■ **MATERIALS PROVIDED**
····················
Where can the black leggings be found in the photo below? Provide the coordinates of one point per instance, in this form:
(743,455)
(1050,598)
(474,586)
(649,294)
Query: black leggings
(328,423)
····················
■ **WORK TO COMPLETE**
Make an exact copy of all the lines above.

■ **RESPONSE TO THIS EXERCISE**
Where can the black leggings be found in the photo below? Provide the coordinates of one point per instance, in this form:
(743,455)
(1050,598)
(474,586)
(649,294)
Query: black leggings
(328,423)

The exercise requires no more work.